- _Brief 1_: List every nationality named in the passage below on La Motte's view of wartime ideals.
- _Brief 2_: According to the passage below on La Motte's view of wartime ideals, what did French troops find when they captured German batteries?
- _Brief 3_: Extend the passage below on La Motte's view of wartime ideals by writing the next paragraph, starting after its final sentence.

- _Excerpted passage_:
# # # # # # #

La Motte concludes that “these ideals were imposed from without — that they were compulsory.” One man’s dying words were these: “I was mobilized against my inclination. Now I have won the Médaille Militaire. My Captain won it for me. He made me brave. He had a revolver in his hand.” La Motte notes that when French troops captured German batteries, they found German gunners chained to their guns. Grand ideals seemed to be applied from without on each side.
The ideals, Motte eventually implies, may themselves not be the right ones. When a Belgian child is brought to the hospital and viewed as far less of a priority than adult soldiers, one nurse seems not to be on board with that viewpoint. “She was sentimental, and his little age appealed to her — her sense of proportion and standard of values were all wrong.”
La Motte even questions whether grand national ideals are actually being applied at all: “It is the Nation’s war, and all the men of the Nation, regardless of rank, are serving. But some serve in better places than others. The trenches are mostly reserved for men of the working class, which is reasonable, as there are more of them.”

# # # # # # #

- _Dataset content_:
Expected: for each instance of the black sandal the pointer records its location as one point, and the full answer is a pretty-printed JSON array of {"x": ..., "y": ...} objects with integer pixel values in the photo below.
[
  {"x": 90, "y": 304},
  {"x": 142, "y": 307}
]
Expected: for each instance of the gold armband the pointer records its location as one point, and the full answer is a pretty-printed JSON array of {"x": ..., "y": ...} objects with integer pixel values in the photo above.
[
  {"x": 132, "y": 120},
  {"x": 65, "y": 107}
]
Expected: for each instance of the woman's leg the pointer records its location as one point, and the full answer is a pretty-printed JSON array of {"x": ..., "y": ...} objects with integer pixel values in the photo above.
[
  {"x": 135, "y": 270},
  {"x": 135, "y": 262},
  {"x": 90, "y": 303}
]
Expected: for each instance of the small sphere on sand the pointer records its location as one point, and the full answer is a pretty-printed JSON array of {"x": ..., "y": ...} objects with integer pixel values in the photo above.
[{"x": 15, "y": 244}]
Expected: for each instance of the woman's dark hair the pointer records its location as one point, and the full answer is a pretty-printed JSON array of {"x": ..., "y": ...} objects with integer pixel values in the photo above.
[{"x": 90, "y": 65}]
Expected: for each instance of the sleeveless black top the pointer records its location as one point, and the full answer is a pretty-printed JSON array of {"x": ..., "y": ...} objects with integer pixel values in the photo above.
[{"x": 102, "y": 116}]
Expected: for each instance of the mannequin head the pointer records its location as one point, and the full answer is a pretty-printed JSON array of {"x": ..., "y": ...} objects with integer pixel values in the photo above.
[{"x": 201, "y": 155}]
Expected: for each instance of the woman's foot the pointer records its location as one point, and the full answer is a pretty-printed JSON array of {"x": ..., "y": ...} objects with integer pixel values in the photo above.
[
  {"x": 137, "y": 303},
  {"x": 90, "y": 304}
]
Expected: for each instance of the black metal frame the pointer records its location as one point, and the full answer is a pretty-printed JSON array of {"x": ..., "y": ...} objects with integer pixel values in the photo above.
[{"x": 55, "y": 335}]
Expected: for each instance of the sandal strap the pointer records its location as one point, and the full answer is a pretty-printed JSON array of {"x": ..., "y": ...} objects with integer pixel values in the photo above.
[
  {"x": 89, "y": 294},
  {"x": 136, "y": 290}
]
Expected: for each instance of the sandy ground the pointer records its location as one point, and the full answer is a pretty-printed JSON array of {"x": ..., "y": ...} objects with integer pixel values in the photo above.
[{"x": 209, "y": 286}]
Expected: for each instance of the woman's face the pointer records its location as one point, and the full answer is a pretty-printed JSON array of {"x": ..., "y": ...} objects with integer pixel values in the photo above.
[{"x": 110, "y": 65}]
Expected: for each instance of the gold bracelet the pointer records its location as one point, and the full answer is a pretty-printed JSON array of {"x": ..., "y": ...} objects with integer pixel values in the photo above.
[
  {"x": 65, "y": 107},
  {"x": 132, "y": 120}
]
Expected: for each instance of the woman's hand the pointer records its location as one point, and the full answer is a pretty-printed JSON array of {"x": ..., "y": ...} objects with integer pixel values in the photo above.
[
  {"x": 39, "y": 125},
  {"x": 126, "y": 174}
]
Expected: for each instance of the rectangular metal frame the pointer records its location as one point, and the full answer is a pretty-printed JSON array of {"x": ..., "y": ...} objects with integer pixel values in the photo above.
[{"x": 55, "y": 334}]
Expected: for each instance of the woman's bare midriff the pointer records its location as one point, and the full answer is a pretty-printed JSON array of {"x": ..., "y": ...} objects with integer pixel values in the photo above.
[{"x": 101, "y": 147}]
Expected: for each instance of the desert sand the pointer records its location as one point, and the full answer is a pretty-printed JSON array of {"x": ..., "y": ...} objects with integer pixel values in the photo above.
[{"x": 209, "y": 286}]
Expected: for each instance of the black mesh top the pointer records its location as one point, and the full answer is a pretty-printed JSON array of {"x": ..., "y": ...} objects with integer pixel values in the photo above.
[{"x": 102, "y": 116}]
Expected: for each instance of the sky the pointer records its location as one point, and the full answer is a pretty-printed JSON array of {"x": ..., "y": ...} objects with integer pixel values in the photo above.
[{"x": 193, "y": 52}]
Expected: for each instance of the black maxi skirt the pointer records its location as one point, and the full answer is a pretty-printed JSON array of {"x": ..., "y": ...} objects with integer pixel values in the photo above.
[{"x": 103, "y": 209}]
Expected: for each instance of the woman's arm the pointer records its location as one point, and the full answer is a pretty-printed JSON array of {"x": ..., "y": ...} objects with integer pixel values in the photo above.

# # # # # # #

- _Expected output 1_: French, German, Belgian

- _Expected output 2_: They found German gunners chained to their guns.

- _Expected output 3_:
La Motte is aware, by the end of her book, that she’s called into question how undoubted it really should be that glory and nobility are anywhere to be found in the war. “People often say to me,” she begins a concluding story, “you are quite morbid about war, about your experiences in the War Zone. Surely, surely, in all those long months, you must have seen something that was not grim and horrible — something that was noble, inspiring, or amusing, something that was human. Certainly, I say — I did — there was Esmeralda.” I won’t tell you who Esmeralda was, but will tell you that, needless to say, the story ends up depicting the very opposite of generosity or heroism.
When La Motte asked the U.S. government why it banned her book, asserting that its stories were true, the reply was that that was “exactly the trouble.” Truth, Motte concluded, has no place in war. Despite World War I hardly bearing any resemblance to wars of just a century earlier, and today’s wars having almost nothing in common with World War I, the fact remains that truth has no business in war.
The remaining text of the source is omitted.